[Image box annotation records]

=====

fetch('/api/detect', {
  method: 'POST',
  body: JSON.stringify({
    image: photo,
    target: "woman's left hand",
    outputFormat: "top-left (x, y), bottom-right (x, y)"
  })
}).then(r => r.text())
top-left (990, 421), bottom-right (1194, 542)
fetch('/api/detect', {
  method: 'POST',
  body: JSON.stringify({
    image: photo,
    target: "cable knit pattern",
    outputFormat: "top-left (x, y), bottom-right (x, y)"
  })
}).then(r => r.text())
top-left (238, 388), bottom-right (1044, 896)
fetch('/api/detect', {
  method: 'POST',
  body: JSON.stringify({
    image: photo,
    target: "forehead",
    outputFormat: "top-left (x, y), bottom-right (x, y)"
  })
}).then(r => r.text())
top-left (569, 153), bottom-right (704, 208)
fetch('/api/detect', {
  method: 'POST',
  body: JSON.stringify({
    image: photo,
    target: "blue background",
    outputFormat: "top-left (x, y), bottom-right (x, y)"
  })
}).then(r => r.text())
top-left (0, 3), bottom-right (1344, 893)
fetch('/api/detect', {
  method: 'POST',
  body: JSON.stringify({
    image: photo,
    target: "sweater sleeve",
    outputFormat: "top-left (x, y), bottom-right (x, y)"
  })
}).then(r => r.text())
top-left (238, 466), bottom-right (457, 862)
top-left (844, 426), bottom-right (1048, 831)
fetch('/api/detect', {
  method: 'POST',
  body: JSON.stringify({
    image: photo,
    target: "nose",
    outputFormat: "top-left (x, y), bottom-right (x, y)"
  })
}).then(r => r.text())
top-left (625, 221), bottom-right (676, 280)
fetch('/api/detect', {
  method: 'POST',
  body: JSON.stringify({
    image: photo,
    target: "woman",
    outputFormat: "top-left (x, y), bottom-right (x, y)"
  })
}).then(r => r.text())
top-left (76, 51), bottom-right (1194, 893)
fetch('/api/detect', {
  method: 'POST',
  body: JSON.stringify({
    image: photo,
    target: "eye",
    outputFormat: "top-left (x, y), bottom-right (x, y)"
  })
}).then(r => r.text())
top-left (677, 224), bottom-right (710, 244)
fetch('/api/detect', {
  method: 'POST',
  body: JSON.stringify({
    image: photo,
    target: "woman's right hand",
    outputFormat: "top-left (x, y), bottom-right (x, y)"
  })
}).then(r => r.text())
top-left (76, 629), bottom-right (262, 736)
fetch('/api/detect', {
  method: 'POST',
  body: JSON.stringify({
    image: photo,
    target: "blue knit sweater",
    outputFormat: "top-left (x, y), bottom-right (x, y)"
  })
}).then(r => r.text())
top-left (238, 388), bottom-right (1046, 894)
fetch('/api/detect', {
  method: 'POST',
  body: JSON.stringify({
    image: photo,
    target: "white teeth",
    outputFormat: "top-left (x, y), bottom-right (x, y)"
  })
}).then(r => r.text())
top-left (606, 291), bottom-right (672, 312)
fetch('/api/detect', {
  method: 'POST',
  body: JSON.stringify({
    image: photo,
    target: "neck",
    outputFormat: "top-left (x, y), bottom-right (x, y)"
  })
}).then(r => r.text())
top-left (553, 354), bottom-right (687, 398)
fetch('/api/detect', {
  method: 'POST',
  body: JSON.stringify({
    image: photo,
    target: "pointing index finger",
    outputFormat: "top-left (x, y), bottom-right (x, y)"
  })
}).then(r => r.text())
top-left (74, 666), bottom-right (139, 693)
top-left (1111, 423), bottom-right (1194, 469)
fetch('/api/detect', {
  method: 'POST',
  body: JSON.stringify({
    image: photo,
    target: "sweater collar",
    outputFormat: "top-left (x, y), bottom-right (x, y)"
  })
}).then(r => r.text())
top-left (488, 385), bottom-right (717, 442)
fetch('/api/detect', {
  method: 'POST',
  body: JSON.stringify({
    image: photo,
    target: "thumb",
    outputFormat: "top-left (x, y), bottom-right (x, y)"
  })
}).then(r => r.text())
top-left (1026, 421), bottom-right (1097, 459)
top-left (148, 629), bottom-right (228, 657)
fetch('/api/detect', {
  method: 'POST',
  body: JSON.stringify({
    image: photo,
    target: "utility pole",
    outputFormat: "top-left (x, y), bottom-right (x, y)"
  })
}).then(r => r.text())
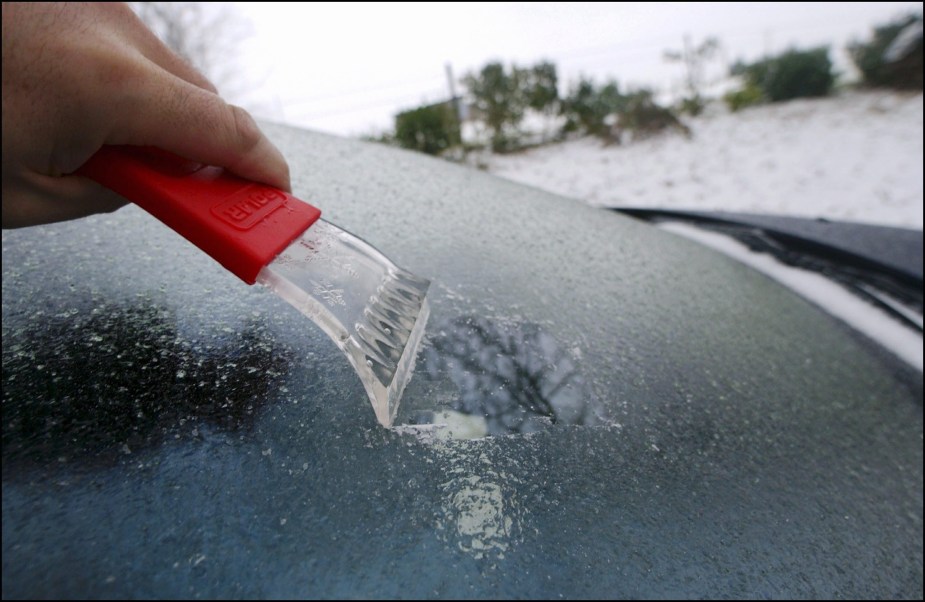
top-left (446, 63), bottom-right (462, 145)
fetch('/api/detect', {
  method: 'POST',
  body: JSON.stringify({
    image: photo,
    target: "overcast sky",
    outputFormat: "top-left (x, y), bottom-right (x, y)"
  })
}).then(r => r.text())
top-left (226, 2), bottom-right (922, 135)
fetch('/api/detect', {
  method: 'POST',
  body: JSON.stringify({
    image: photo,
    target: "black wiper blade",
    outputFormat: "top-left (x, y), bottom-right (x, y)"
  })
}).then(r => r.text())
top-left (614, 208), bottom-right (923, 331)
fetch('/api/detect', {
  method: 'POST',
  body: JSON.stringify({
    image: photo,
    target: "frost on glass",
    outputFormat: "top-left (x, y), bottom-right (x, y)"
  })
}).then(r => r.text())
top-left (257, 220), bottom-right (430, 426)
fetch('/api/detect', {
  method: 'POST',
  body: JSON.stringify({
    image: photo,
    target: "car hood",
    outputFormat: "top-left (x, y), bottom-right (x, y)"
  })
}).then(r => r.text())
top-left (3, 126), bottom-right (922, 598)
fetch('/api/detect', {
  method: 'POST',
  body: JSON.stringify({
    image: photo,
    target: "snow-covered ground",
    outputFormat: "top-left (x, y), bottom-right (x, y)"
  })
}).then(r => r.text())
top-left (487, 91), bottom-right (923, 229)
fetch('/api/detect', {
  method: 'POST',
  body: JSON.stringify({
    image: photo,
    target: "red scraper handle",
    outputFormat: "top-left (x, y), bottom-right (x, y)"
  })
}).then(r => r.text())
top-left (76, 146), bottom-right (321, 284)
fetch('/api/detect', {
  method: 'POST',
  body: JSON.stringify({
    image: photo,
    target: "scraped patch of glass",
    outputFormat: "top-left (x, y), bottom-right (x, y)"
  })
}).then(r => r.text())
top-left (407, 316), bottom-right (600, 439)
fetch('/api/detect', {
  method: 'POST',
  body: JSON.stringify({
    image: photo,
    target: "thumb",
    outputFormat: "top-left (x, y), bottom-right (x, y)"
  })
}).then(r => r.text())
top-left (113, 71), bottom-right (291, 191)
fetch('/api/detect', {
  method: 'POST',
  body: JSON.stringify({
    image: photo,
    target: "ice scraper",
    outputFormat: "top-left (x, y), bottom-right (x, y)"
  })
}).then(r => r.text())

=====

Do this: Output every entry verbatim. Pictures do not belong in the copy.

Solution for this problem:
fetch('/api/detect', {
  method: 'POST',
  body: JSON.stringify({
    image: photo,
    target: "woman's left hand",
    outputFormat: "top-left (x, y), bottom-right (x, y)"
  })
}).then(r => r.text())
top-left (990, 421), bottom-right (1194, 542)
fetch('/api/detect', {
  method: 'POST',
  body: JSON.stringify({
    image: photo,
    target: "cable knit pattern",
    outputFormat: "top-left (x, y), bottom-right (x, y)"
  })
}).then(r => r.text())
top-left (238, 388), bottom-right (1044, 896)
fetch('/api/detect', {
  method: 'POST',
  body: JSON.stringify({
    image: photo,
    target: "forehead",
    outputFormat: "top-left (x, y), bottom-right (x, y)"
  })
}).then(r => r.text())
top-left (569, 153), bottom-right (704, 208)
fetch('/api/detect', {
  method: 'POST',
  body: JSON.stringify({
    image: photo,
    target: "blue background",
    outputFormat: "top-left (x, y), bottom-right (x, y)"
  })
}).then(r => r.text())
top-left (0, 3), bottom-right (1344, 893)
fetch('/api/detect', {
  method: 'POST',
  body: JSON.stringify({
    image: photo,
    target: "sweater sleeve",
    outputFormat: "top-left (x, y), bottom-right (x, y)"
  })
}).then(r => r.text())
top-left (238, 466), bottom-right (457, 862)
top-left (844, 426), bottom-right (1048, 831)
fetch('/api/detect', {
  method: 'POST',
  body: JSON.stringify({
    image: photo,
    target: "nose",
    outputFormat: "top-left (x, y), bottom-right (x, y)"
  })
}).then(r => r.text())
top-left (625, 221), bottom-right (676, 280)
fetch('/api/detect', {
  method: 'POST',
  body: JSON.stringify({
    image: photo,
    target: "woman",
    outputFormat: "top-left (x, y), bottom-right (x, y)"
  })
}).then(r => r.text())
top-left (76, 51), bottom-right (1194, 893)
fetch('/api/detect', {
  method: 'POST',
  body: JSON.stringify({
    image: photo,
    target: "eye",
    outputFormat: "top-left (x, y), bottom-right (x, y)"
  })
}).then(r => r.text())
top-left (677, 224), bottom-right (710, 244)
fetch('/api/detect', {
  method: 'POST',
  body: JSON.stringify({
    image: photo,
    target: "woman's right hand",
    outputFormat: "top-left (x, y), bottom-right (x, y)"
  })
}).then(r => r.text())
top-left (76, 629), bottom-right (262, 736)
fetch('/api/detect', {
  method: 'POST',
  body: JSON.stringify({
    image: photo,
    target: "blue knit sweater",
    outputFormat: "top-left (x, y), bottom-right (x, y)"
  })
}).then(r => r.text())
top-left (238, 388), bottom-right (1046, 894)
fetch('/api/detect', {
  method: 'POST',
  body: JSON.stringify({
    image: photo,
    target: "white teeth",
    outputFormat: "top-left (x, y), bottom-right (x, y)"
  })
}).then(r => r.text())
top-left (606, 291), bottom-right (672, 312)
fetch('/api/detect', {
  method: 'POST',
  body: JSON.stringify({
    image: photo,
    target: "neck",
    outputFormat: "top-left (x, y), bottom-right (x, y)"
  })
}).then(r => r.text())
top-left (553, 354), bottom-right (687, 398)
fetch('/api/detect', {
  method: 'POST',
  body: JSON.stringify({
    image: photo,
    target: "pointing index finger",
    outputFormat: "top-left (x, y), bottom-right (x, y)"
  })
}).then(r => r.text())
top-left (74, 666), bottom-right (139, 693)
top-left (1111, 423), bottom-right (1194, 469)
fetch('/api/detect', {
  method: 'POST',
  body: JSON.stringify({
    image: photo,
    target: "sweater collar",
    outputFormat: "top-left (x, y), bottom-right (x, y)"
  })
}).then(r => r.text())
top-left (488, 385), bottom-right (717, 442)
fetch('/api/detect', {
  method: 'POST',
  body: JSON.stringify({
    image: photo,
    target: "thumb",
    outputFormat: "top-left (x, y), bottom-right (x, y)"
  })
}).then(r => r.text())
top-left (1026, 421), bottom-right (1097, 459)
top-left (148, 629), bottom-right (228, 657)
fetch('/api/detect', {
  method: 'POST',
  body: JSON.stringify({
    image: photo,
    target: "utility pole",
    outputFormat: "top-left (x, y), bottom-right (x, y)"
  })
}).then(r => r.text())
top-left (446, 63), bottom-right (462, 145)
fetch('/api/detect', {
  method: 'POST',
  body: JSON.stringify({
    image: photo,
    target: "overcast sky",
    outputFormat: "top-left (x, y), bottom-right (x, y)"
  })
}).then(r => r.text())
top-left (226, 2), bottom-right (922, 135)
fetch('/api/detect', {
  method: 'POST',
  body: JSON.stringify({
    image: photo,
    target: "black wiper blade",
    outputFormat: "top-left (x, y), bottom-right (x, y)"
  })
}).then(r => r.text())
top-left (614, 208), bottom-right (923, 331)
fetch('/api/detect', {
  method: 'POST',
  body: JSON.stringify({
    image: photo,
    target: "frost on glass",
    outputFormat: "top-left (x, y), bottom-right (x, y)"
  })
}).then(r => r.text())
top-left (257, 220), bottom-right (430, 426)
fetch('/api/detect', {
  method: 'POST',
  body: JSON.stringify({
    image: photo,
    target: "car hood",
    outputFormat: "top-left (x, y), bottom-right (x, y)"
  })
}).then(r => r.text())
top-left (3, 126), bottom-right (922, 598)
fetch('/api/detect', {
  method: 'POST',
  body: JSON.stringify({
    image: photo,
    target: "snow-covered ground",
    outputFormat: "top-left (x, y), bottom-right (x, y)"
  })
}).then(r => r.text())
top-left (487, 91), bottom-right (923, 229)
fetch('/api/detect', {
  method: 'POST',
  body: JSON.stringify({
    image: photo,
    target: "red scraper handle",
    outputFormat: "top-left (x, y), bottom-right (x, y)"
  })
}).then(r => r.text())
top-left (76, 146), bottom-right (321, 284)
fetch('/api/detect', {
  method: 'POST',
  body: JSON.stringify({
    image: photo,
    target: "scraped patch of glass",
    outputFormat: "top-left (x, y), bottom-right (x, y)"
  })
}).then(r => r.text())
top-left (407, 316), bottom-right (600, 439)
fetch('/api/detect', {
  method: 'POST',
  body: JSON.stringify({
    image: photo,
    target: "thumb",
    outputFormat: "top-left (x, y), bottom-right (x, y)"
  })
}).then(r => r.text())
top-left (113, 71), bottom-right (291, 191)
fetch('/api/detect', {
  method: 'POST',
  body: JSON.stringify({
    image: photo,
    target: "ice scraper",
    outputFormat: "top-left (x, y), bottom-right (x, y)"
  })
}).then(r => r.text())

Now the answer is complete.